▸ **Given problem**:
Rewrite the entries with each "outline" changed to "boundary", leaving everything else unchanged.

***** Task material *****

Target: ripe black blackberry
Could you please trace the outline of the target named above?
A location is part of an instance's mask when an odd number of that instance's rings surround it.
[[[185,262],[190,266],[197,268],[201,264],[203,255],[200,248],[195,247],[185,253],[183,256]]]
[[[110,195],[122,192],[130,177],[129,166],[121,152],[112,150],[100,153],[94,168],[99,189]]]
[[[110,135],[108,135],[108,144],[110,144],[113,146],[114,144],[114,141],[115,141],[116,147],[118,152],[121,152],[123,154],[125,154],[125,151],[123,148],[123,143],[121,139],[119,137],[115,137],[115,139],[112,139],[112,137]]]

*****

▸ **Output of the task**:
Target: ripe black blackberry
Could you please trace the boundary of the target named above?
A location is part of an instance's mask when an odd number of that instance's rings surround it.
[[[185,262],[190,266],[197,268],[201,264],[203,255],[200,248],[195,247],[185,253],[183,256]]]
[[[110,195],[122,192],[130,177],[129,166],[121,152],[112,150],[100,153],[94,168],[99,189]]]
[[[110,135],[108,135],[108,144],[110,144],[113,146],[114,144],[114,141],[115,141],[116,147],[118,152],[121,152],[123,154],[125,154],[125,151],[123,148],[123,143],[121,139],[119,137],[115,137],[115,139],[112,139],[112,137]]]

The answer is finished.